:: BACAAN YANG DIBERIKAN ::
============================================================

4. Laku Hambeging Candra
Pemimpin hendaknya memiliki sifat dan sikap yang mampu memberikan penerangan bagi rakyatnya yang berada dalam kebodohan dengan wajah yang penuh kesejukan seperti rembulan (candra), penuh simpati, sehingga rakyat menjadi tentram dan hidup dengan nyaman. Rembulan juga bersifat halus budi, terang perangai, menebarkan keindahan kepada seisi alam. Seorang pemimpin harus berlaku demikian, menjadi penerang bagi rakyatnya.
5. Laku Hambeging Maruta
Maruta adalah angin. Pemimpin harus menjadi seperti angin. Senantiasa memberikan kesegaran dan selalu turun ke bawah melihat rakyatnya. Angin tidak berhenti memeriksa dan meneliti, selalu melihat perilaku manusia, bisa menjelma besar atau kecil, berguna jika digunakan. Jalannya tidak kelihatan, nafsunya tidak ditonjolkan. Jika ditolak ia tidak marah dan jika ditarik ia tidak dibenci. Seorang pemimpin harus berjiwa teliti di mana saja berada. Baik buruk rakyat harus diketahui oleh mata kepala sendiri, tanpa menggantungkan laporan bawahannya. Biasanya, bawahan bagitu pelit dan selektif dalam memberikan laporan kepada pemimpin, dan terkadang hanya kondisi baik-baiknya saja yang dilaporkan.
6. Laku Hambeging Bumi
Pemimpin hendaknya memiliki sifat-sifat utama dari bumi, yaitu teguh, menjadi landasan pijak dan memberi kehidupan (kesejahteraan) untuk rakyatnya. Bumi selalu dicangkul dan digali, namun bumi tetap ikhlas dan rela. Begitu pula dengan seorang pemimpin yang rela berkorban kepentingan pribadinya untuk kepentingan rakyat. Seorang pemimpin haruslah memiliki sikap welas asih seperti sifat-sifat bumi. Falsafah bumi yang lain adalah air tuba dibalas dengan air susu. Keburukan selalu dibalas dengan kebaikan dan keluhuran.
7. Laku Hambeging Baruna
Baruna berarti samudra yang luas. Sebuah samudra memiliki wawasan yang luas, mampu mengatasi setiap gejolak dengan baik, penuh kearifan dan kebijaksanaan. Samudera merupakan wadah air yang memiliki sifat pemaaf, bukan pendendam. Air selalu diciduk dan diambil tapi pulih tanpa ada bekasnya. Seorang pemimpin harus mempunyai sifat pemaaf, sebagaimana sifat air dalam sebuah samudra yang siap menampung apa saja yang hanyut dari daratan. Samudra mencerminkan jiwa yang mendukung toleransi dalam hidup bermasyarakat yang berkarakter majemuk.

============================================================

:: CUPLIKAN DATA ::

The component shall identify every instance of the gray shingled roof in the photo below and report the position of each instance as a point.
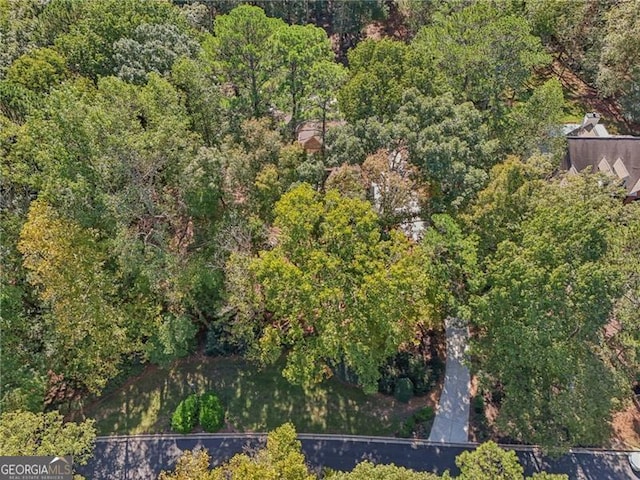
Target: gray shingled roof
(586, 152)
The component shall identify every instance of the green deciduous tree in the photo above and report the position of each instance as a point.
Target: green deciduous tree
(376, 80)
(26, 433)
(38, 70)
(281, 458)
(368, 471)
(334, 291)
(151, 48)
(485, 55)
(192, 465)
(619, 72)
(549, 293)
(87, 32)
(489, 462)
(86, 331)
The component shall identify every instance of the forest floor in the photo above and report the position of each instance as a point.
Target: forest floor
(256, 400)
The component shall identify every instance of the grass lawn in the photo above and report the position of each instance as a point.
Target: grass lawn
(256, 400)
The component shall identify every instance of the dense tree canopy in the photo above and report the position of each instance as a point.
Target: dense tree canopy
(330, 278)
(545, 351)
(26, 433)
(154, 193)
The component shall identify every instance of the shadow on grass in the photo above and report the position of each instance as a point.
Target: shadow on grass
(255, 400)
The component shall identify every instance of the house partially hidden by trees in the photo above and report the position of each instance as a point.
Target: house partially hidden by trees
(591, 146)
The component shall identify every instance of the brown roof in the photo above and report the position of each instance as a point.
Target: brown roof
(586, 152)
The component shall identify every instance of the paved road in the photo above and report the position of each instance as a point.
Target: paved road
(142, 457)
(451, 424)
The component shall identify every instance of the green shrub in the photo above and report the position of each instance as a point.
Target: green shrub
(424, 415)
(185, 417)
(478, 404)
(404, 390)
(211, 412)
(407, 428)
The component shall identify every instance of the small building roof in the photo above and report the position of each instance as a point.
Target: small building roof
(616, 155)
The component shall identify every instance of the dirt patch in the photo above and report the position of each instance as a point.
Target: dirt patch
(588, 96)
(626, 428)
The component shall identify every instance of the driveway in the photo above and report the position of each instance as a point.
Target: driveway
(451, 424)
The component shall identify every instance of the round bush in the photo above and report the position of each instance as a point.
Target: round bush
(185, 418)
(404, 390)
(211, 412)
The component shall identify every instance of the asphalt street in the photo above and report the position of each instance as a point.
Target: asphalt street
(144, 456)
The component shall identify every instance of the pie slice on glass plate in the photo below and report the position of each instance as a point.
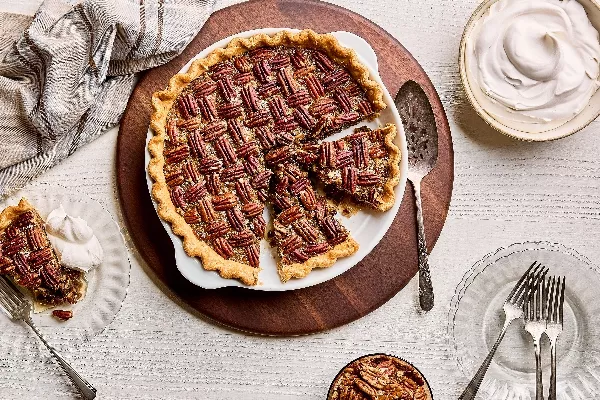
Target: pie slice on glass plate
(231, 130)
(28, 259)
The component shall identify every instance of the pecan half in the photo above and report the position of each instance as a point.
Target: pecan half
(237, 131)
(209, 164)
(195, 193)
(226, 151)
(197, 143)
(323, 62)
(213, 184)
(230, 110)
(349, 179)
(250, 98)
(262, 71)
(235, 218)
(222, 247)
(279, 155)
(36, 238)
(242, 239)
(252, 209)
(313, 84)
(306, 230)
(187, 106)
(224, 202)
(244, 191)
(177, 154)
(190, 172)
(262, 179)
(204, 88)
(304, 118)
(226, 88)
(206, 210)
(300, 98)
(258, 118)
(177, 197)
(242, 64)
(214, 130)
(174, 178)
(287, 81)
(63, 315)
(253, 255)
(232, 173)
(290, 215)
(217, 229)
(207, 108)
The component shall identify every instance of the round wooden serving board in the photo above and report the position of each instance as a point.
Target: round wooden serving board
(363, 288)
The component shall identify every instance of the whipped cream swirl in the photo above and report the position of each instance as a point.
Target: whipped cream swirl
(537, 60)
(74, 241)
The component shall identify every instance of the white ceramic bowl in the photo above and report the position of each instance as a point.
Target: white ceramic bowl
(520, 130)
(366, 227)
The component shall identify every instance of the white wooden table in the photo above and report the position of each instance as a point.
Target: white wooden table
(504, 192)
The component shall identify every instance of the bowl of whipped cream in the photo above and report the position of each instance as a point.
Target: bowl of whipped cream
(531, 68)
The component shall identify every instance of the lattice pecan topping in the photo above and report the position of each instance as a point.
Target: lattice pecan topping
(27, 257)
(258, 112)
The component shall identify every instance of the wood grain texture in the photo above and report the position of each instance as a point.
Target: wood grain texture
(365, 287)
(504, 192)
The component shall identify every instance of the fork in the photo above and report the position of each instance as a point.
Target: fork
(18, 308)
(535, 312)
(554, 324)
(513, 309)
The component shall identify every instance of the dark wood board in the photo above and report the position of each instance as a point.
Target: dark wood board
(362, 289)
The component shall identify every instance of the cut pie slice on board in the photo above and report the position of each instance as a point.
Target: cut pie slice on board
(28, 259)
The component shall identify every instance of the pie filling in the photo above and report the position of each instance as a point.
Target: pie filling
(246, 131)
(27, 257)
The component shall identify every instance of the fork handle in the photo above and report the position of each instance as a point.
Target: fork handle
(539, 385)
(426, 298)
(471, 390)
(87, 390)
(552, 371)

============================================================

:: TUGAS YANG DIBERIKAN 1 ::
Jawablah pertanyaan berikut berdasarkan bacaan tentang sifat-sifat pemimpin.
(a) Apa arti kata "maruta"?
(b) Apa arti kata "baruna"?
(c) Dalam falsafah bumi, keburukan selalu dibalas dengan apa?
:: TUGAS YANG DIBERIKAN 2 ::
Bagaimana isi paragraf bacaan yang diawali "Maruta adalah angin" bila diringkas menjadi daftar poin singkat dengan fakta utamanya tetap terjaga?
:: TUGAS YANG DIBERIKAN 3 ::
Tuliskan lanjutan bacaan tentang sifat-sifat pemimpin ini, dimulai setelah kalimat terakhirnya.
Item-item ini berasal dari sumber yang berbeda dengan bacaan.

:: JAWABAN TUGAS 1 ::
(a) Angin.
(b) Samudra yang luas.
(c) Kebaikan dan keluhuran.

:: JAWABAN TUGAS 2 ::
- Maruta berarti angin, dan pemimpin harus seperti angin.
- Pemimpin senantiasa memberi kesegaran dan selalu turun ke bawah melihat rakyatnya.
- Angin tak berhenti memeriksa dan meneliti perilaku manusia, bisa menjelma besar atau kecil, dan berguna jika digunakan.
- Jalannya tidak kelihatan dan nafsunya tidak ditonjolkan. Ia tidak marah jika ditolak dan tidak dibenci jika ditarik.
- Pemimpin harus teliti di mana saja. Ia harus mengetahui baik buruk rakyat dengan mata kepala sendiri, tanpa bergantung pada laporan bawahan.
- Bawahan sering pelit dan selektif dalam melapor, kadang hanya melaporkan kondisi yang baik saja.

:: JAWABAN TUGAS 3 ::
8. Laku hambeging Agni
Pemimpin hendaknya memiliki sifat mulia dari api (agni), yang selalu mendorong rakyatnya memiliki sikap nasionalisme. Seperti api, berarti pemimpin juga harus memiliki prinsip menindak yang bersalah tanpa pilih kasih. Api bisa membakar apa saja, menghanguskan semak-semak, menerangkan yang gelap. Bisa bersabar namun juga bisa sangat marah membela rakyatnya jika dizolimi dan tetap memiliki pertimbangan berdasarkan akal sehat dan bisa dipertanggungjawabkan.
Jika kita melihat para pemimpin Indonesia saat ini, sudahkah sesuai dengan falsafah Asta Brata di atas ? Jika belum, hendaknya beliau para para pemimpin negeri ini segera berubah agar segala konflik dan permasalahan negeri ini segera bisa diselesaikan. Karena bagaimanapun juga saat ini rakyat sudah terlalu banyak menderita dan butuh perubahan.
Salah satu pemimpin yang berhasil menerapkan 8 Sifat Kepemimpinan Asta Brata adalah Sultan Agung Raja Mataram, Raden Mas Rangsang yang kemudian dikenal sebagai Sultan Agung Hanyakrakusuma (memerintah tahun 1613 – 1646 M).


Dalam masa kepemimpinan beliau, Mataram menemui Jaman Keemasan yaitu dengan maju pesatnya Mataram dalam segala bidang. Baik Bidang Pendidikan, Keagaamaan, Ekonomi, Pemerintahan, maupun dalam Militer. Terbukti dalam masa kepemimpinan Sultan Agung Mataram berhasil melakukan 2kali  penyerangan ke Batavia Belanda, walaupun penyerangan tersebut tidak mengusir Belanda dari tanah Jawa.